#### DOCUMENT SEGMENT
Tennessee’s execution method is not cruel and unusual, the state supreme court ruled Monday, three days before the state's next execution, because inmates challenging its three-drug lethal injection protocol did not present a viable alternative.

CHATTANOOGA, Tenn. (CN) — Tennessee’s execution method is not cruel and unusual, the state supreme court ruled Monday, three days before the state's next execution, because inmates challenging its three-drug lethal injection protocol did not present a viable alternative.

Twenty-seven death-row inmates claimed the execution protocol violates the Eight Amendment because midazolam, a sedative, does not counteract the burning and suffocating effects of the next two drugs: vecuronium bromide, a paralytic, and potassium chloride to stop the heart.

#### DATA LINES
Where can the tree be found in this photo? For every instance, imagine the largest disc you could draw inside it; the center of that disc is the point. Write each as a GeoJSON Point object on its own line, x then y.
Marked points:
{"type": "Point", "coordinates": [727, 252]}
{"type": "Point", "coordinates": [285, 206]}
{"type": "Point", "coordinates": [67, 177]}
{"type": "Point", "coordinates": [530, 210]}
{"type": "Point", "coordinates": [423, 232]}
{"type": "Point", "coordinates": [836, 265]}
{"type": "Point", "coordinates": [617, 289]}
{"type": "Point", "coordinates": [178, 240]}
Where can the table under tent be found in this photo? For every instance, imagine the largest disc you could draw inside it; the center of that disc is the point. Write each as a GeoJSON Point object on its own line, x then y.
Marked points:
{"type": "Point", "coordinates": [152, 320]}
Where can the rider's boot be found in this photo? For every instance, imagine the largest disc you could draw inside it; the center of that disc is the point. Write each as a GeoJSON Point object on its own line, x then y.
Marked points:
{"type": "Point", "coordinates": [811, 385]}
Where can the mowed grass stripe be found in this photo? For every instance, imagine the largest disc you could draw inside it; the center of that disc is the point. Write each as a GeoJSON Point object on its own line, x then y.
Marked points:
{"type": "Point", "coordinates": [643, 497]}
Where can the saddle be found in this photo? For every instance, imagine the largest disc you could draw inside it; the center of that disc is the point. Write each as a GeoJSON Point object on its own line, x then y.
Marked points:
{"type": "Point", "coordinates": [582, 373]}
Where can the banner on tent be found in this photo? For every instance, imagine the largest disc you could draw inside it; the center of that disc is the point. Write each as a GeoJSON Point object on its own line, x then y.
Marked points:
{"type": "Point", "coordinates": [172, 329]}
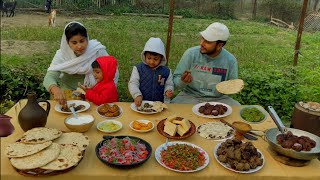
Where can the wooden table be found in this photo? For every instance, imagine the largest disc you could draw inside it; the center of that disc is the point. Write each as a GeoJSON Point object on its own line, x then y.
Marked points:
{"type": "Point", "coordinates": [92, 168]}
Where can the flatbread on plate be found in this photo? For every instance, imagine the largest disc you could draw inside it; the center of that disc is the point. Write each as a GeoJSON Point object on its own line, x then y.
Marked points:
{"type": "Point", "coordinates": [69, 156]}
{"type": "Point", "coordinates": [40, 135]}
{"type": "Point", "coordinates": [215, 130]}
{"type": "Point", "coordinates": [74, 138]}
{"type": "Point", "coordinates": [230, 87]}
{"type": "Point", "coordinates": [19, 149]}
{"type": "Point", "coordinates": [37, 160]}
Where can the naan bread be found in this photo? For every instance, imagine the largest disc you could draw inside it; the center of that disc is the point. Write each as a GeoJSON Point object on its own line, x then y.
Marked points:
{"type": "Point", "coordinates": [158, 106]}
{"type": "Point", "coordinates": [230, 87]}
{"type": "Point", "coordinates": [37, 160]}
{"type": "Point", "coordinates": [40, 135]}
{"type": "Point", "coordinates": [19, 149]}
{"type": "Point", "coordinates": [74, 138]}
{"type": "Point", "coordinates": [215, 130]}
{"type": "Point", "coordinates": [69, 156]}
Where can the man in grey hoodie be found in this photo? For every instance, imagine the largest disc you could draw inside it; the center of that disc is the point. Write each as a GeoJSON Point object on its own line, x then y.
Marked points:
{"type": "Point", "coordinates": [202, 67]}
{"type": "Point", "coordinates": [151, 79]}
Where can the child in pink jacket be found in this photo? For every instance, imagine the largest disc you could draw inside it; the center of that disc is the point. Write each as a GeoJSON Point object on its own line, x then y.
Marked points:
{"type": "Point", "coordinates": [105, 91]}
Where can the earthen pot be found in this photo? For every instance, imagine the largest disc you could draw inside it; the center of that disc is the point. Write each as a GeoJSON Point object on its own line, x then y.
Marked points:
{"type": "Point", "coordinates": [32, 114]}
{"type": "Point", "coordinates": [6, 128]}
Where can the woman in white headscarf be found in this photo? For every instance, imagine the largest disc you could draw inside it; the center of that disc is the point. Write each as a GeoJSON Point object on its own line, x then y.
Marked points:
{"type": "Point", "coordinates": [72, 62]}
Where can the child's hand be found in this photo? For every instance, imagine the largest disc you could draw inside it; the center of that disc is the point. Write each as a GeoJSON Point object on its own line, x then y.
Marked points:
{"type": "Point", "coordinates": [83, 87]}
{"type": "Point", "coordinates": [169, 93]}
{"type": "Point", "coordinates": [186, 77]}
{"type": "Point", "coordinates": [138, 101]}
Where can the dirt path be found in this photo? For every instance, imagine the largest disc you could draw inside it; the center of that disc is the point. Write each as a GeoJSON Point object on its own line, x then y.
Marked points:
{"type": "Point", "coordinates": [22, 19]}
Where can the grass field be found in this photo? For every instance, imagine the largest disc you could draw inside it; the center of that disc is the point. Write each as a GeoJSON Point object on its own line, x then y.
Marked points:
{"type": "Point", "coordinates": [259, 47]}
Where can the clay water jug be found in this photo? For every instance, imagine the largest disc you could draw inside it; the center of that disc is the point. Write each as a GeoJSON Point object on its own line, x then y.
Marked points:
{"type": "Point", "coordinates": [32, 114]}
{"type": "Point", "coordinates": [6, 128]}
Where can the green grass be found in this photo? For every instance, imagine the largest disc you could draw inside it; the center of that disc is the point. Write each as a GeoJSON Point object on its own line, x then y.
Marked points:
{"type": "Point", "coordinates": [258, 47]}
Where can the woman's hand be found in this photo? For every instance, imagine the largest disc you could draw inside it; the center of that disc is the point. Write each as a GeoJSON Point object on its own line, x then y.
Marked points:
{"type": "Point", "coordinates": [58, 95]}
{"type": "Point", "coordinates": [138, 101]}
{"type": "Point", "coordinates": [186, 77]}
{"type": "Point", "coordinates": [169, 93]}
{"type": "Point", "coordinates": [83, 87]}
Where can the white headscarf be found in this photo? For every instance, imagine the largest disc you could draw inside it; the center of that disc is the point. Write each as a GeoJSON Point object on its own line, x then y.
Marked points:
{"type": "Point", "coordinates": [67, 62]}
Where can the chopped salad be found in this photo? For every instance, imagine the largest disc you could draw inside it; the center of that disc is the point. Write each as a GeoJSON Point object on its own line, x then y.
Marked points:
{"type": "Point", "coordinates": [124, 151]}
{"type": "Point", "coordinates": [183, 157]}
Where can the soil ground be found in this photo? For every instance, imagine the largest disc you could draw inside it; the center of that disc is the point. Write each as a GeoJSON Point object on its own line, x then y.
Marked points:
{"type": "Point", "coordinates": [31, 18]}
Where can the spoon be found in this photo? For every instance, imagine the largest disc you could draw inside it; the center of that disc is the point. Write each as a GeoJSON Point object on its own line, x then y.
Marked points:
{"type": "Point", "coordinates": [277, 120]}
{"type": "Point", "coordinates": [73, 111]}
{"type": "Point", "coordinates": [166, 144]}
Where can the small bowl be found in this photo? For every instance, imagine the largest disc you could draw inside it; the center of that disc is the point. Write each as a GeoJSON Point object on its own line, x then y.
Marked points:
{"type": "Point", "coordinates": [107, 126]}
{"type": "Point", "coordinates": [241, 126]}
{"type": "Point", "coordinates": [81, 124]}
{"type": "Point", "coordinates": [141, 121]}
{"type": "Point", "coordinates": [259, 108]}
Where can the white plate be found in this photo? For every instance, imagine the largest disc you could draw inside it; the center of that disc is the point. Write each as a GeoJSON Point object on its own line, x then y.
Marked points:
{"type": "Point", "coordinates": [120, 109]}
{"type": "Point", "coordinates": [261, 109]}
{"type": "Point", "coordinates": [141, 121]}
{"type": "Point", "coordinates": [134, 108]}
{"type": "Point", "coordinates": [196, 107]}
{"type": "Point", "coordinates": [228, 167]}
{"type": "Point", "coordinates": [161, 147]}
{"type": "Point", "coordinates": [217, 126]}
{"type": "Point", "coordinates": [57, 107]}
{"type": "Point", "coordinates": [109, 121]}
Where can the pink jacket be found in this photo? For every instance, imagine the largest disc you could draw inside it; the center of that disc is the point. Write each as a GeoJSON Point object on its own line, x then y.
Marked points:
{"type": "Point", "coordinates": [104, 91]}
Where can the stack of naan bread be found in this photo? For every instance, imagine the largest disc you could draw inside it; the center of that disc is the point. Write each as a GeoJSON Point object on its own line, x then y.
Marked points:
{"type": "Point", "coordinates": [44, 150]}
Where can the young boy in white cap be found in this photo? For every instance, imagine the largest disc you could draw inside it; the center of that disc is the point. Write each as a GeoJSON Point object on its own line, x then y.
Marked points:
{"type": "Point", "coordinates": [151, 79]}
{"type": "Point", "coordinates": [202, 67]}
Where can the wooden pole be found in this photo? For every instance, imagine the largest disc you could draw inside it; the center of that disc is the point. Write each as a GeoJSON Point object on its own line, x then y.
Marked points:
{"type": "Point", "coordinates": [172, 2]}
{"type": "Point", "coordinates": [297, 48]}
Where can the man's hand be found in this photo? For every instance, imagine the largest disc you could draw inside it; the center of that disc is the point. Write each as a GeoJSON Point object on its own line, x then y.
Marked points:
{"type": "Point", "coordinates": [58, 95]}
{"type": "Point", "coordinates": [186, 77]}
{"type": "Point", "coordinates": [138, 101]}
{"type": "Point", "coordinates": [169, 93]}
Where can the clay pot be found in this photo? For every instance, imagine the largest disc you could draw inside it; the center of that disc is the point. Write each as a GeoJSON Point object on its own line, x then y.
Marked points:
{"type": "Point", "coordinates": [6, 128]}
{"type": "Point", "coordinates": [33, 115]}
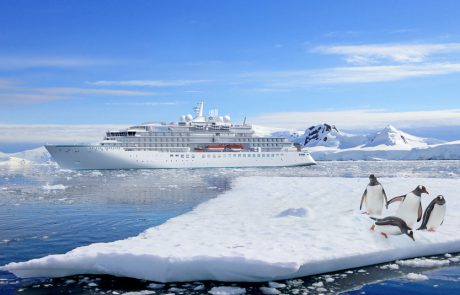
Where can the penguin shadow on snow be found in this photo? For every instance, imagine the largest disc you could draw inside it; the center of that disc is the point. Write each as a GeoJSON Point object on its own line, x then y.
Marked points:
{"type": "Point", "coordinates": [408, 213]}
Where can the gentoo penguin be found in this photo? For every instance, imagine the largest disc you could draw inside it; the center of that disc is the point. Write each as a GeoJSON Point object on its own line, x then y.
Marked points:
{"type": "Point", "coordinates": [374, 197]}
{"type": "Point", "coordinates": [434, 214]}
{"type": "Point", "coordinates": [410, 209]}
{"type": "Point", "coordinates": [392, 225]}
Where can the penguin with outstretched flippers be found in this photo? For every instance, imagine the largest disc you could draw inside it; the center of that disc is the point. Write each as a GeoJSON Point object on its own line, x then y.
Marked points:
{"type": "Point", "coordinates": [410, 210]}
{"type": "Point", "coordinates": [392, 225]}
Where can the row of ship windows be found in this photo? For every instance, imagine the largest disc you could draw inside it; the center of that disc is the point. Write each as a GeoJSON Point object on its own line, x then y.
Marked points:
{"type": "Point", "coordinates": [187, 145]}
{"type": "Point", "coordinates": [186, 139]}
{"type": "Point", "coordinates": [217, 155]}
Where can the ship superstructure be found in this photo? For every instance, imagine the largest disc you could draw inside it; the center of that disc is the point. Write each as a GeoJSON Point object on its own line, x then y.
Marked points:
{"type": "Point", "coordinates": [194, 142]}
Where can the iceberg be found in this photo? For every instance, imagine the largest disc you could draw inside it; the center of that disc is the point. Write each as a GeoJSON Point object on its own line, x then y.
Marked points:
{"type": "Point", "coordinates": [263, 229]}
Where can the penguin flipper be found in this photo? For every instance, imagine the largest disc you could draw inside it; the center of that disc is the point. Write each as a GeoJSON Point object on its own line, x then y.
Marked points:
{"type": "Point", "coordinates": [396, 199]}
{"type": "Point", "coordinates": [385, 196]}
{"type": "Point", "coordinates": [362, 198]}
{"type": "Point", "coordinates": [420, 212]}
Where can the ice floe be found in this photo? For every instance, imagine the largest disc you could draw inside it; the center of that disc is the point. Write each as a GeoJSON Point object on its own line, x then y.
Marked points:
{"type": "Point", "coordinates": [423, 262]}
{"type": "Point", "coordinates": [49, 187]}
{"type": "Point", "coordinates": [415, 277]}
{"type": "Point", "coordinates": [239, 235]}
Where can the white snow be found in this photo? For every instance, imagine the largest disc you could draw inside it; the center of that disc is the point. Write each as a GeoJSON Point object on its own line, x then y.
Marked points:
{"type": "Point", "coordinates": [155, 286]}
{"type": "Point", "coordinates": [38, 155]}
{"type": "Point", "coordinates": [54, 187]}
{"type": "Point", "coordinates": [269, 291]}
{"type": "Point", "coordinates": [416, 277]}
{"type": "Point", "coordinates": [423, 262]}
{"type": "Point", "coordinates": [239, 235]}
{"type": "Point", "coordinates": [393, 266]}
{"type": "Point", "coordinates": [223, 290]}
{"type": "Point", "coordinates": [276, 285]}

#### WRITTEN INSTRUCTION A
In the news item, how many death-row inmates brought the claim against the execution protocol?
#### WRITTEN INSTRUCTION B
Reproduce a passage from the news item, starting at the words "Twenty-seven death-row inmates" and stopping after "stop the heart.".
The data has no role here.

#### RESPONSE A
Twenty-seven.

#### RESPONSE B
Twenty-seven death-row inmates claimed the execution protocol violates the Eight Amendment because midazolam, a sedative, does not counteract the burning and suffocating effects of the next two drugs: vecuronium bromide, a paralytic, and potassium chloride to stop the heart.